Written exercise
Write out each entry, exactly the way it appears.

The data
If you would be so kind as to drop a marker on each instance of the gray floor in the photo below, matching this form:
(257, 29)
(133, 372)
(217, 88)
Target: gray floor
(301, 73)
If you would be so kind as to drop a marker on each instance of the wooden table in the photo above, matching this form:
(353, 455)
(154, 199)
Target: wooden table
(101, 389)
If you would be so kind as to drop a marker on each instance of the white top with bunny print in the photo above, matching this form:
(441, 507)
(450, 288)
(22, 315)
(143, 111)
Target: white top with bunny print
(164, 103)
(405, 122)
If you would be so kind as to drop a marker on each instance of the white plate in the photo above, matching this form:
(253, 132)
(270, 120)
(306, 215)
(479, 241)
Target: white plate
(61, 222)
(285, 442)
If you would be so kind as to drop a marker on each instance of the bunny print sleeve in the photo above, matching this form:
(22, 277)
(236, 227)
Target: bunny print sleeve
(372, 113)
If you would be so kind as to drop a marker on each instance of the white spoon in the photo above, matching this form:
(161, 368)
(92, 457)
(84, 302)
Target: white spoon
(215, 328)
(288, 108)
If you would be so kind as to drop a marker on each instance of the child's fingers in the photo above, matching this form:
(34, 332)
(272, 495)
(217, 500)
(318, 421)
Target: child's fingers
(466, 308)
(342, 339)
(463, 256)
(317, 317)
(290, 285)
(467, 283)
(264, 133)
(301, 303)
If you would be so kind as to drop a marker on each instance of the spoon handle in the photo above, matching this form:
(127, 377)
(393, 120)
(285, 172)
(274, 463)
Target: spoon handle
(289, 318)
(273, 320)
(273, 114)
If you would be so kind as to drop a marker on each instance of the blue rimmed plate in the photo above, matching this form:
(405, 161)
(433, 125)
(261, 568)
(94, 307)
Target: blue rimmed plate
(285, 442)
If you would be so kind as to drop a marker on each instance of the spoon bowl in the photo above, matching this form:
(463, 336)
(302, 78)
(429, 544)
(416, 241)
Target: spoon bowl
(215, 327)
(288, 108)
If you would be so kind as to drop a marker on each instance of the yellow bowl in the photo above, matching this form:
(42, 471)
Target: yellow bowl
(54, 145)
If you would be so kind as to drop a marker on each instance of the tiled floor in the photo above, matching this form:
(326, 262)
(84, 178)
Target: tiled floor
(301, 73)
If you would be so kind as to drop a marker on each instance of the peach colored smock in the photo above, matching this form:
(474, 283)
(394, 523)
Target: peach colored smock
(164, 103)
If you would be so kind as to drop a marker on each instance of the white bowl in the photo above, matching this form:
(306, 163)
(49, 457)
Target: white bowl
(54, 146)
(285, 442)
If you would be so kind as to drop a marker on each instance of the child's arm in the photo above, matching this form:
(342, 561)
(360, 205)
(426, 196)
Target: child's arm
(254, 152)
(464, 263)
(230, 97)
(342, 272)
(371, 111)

Solution to this task
If you would be so kind as to drop a marker on each instance of the gray floor in the photo below, matching this form:
(257, 29)
(133, 372)
(217, 88)
Target: gray floor
(301, 73)
If you would be so kind as to drop a marker on each instance of the wooden table in the photo above, matching this form:
(353, 455)
(154, 199)
Target: wooden table
(101, 389)
If you would be so kind as to drop a marker on each instance of the white top with bunny print in the photo above, matching this form:
(441, 507)
(450, 288)
(22, 315)
(143, 111)
Target: white top with bunny print
(164, 103)
(405, 122)
If you would be so kind as to drop a marker on each instance of the white plate in the photo above, matching this form:
(253, 132)
(270, 120)
(306, 215)
(479, 241)
Target: white plate
(61, 222)
(285, 442)
If you would be so kind as to drop a marker on each instance of the bunny print sleeve in the photo above, matching this form:
(22, 277)
(236, 227)
Target: bunny print sleeve
(372, 113)
If you would be so kind as to drop a marker on each instance of the white spoon in the photo above, matching this form:
(161, 368)
(92, 457)
(84, 302)
Target: white spoon
(215, 328)
(288, 108)
If you would be so kind as to drop a marker on each instance of the child's fingers in the photo above, matching this form:
(34, 332)
(272, 495)
(217, 500)
(318, 421)
Target: child's fingers
(466, 308)
(342, 339)
(463, 256)
(317, 317)
(290, 285)
(467, 283)
(264, 133)
(301, 303)
If you would be so kind as to drop a marker on each instance of the spoon handle in the photo above, matching this form:
(127, 377)
(393, 120)
(285, 172)
(274, 463)
Target: spoon handle
(289, 318)
(273, 320)
(273, 114)
If you would be so kind as to drop a marker on each instance of the blue rimmed plate in the photo above, matching this form:
(405, 161)
(433, 125)
(261, 568)
(94, 307)
Target: blue rimmed plate
(285, 442)
If you would be so kind as to drop a marker on each instance of the spoon bowl in the photo above, matching this form:
(463, 336)
(302, 78)
(429, 544)
(416, 241)
Target: spoon bowl
(215, 327)
(288, 108)
If you would be so kind as to drop a marker on each instance of the yellow bowl in the photo above, matching this form:
(42, 471)
Target: yellow bowl
(54, 145)
If you would be so kind as to drop a marker on each instance of the tiled floor in the photo above, matching this form:
(326, 262)
(84, 178)
Target: tiled floor
(301, 73)
If you would be so kind as to drop a marker on each instance of the peach colored smock in the photo above, matching this form:
(474, 283)
(394, 523)
Target: peach colored smock
(164, 103)
If you would be so kind as to drop a marker on each instance of the white bowl in the photo above, matching this form:
(306, 163)
(49, 457)
Target: white bowl
(54, 146)
(285, 442)
If you would be so kind as to drop a marker on each instance of the child's arm in the photo above, matching this form:
(342, 561)
(360, 205)
(426, 196)
Target: child's arm
(254, 152)
(464, 263)
(230, 97)
(342, 272)
(371, 111)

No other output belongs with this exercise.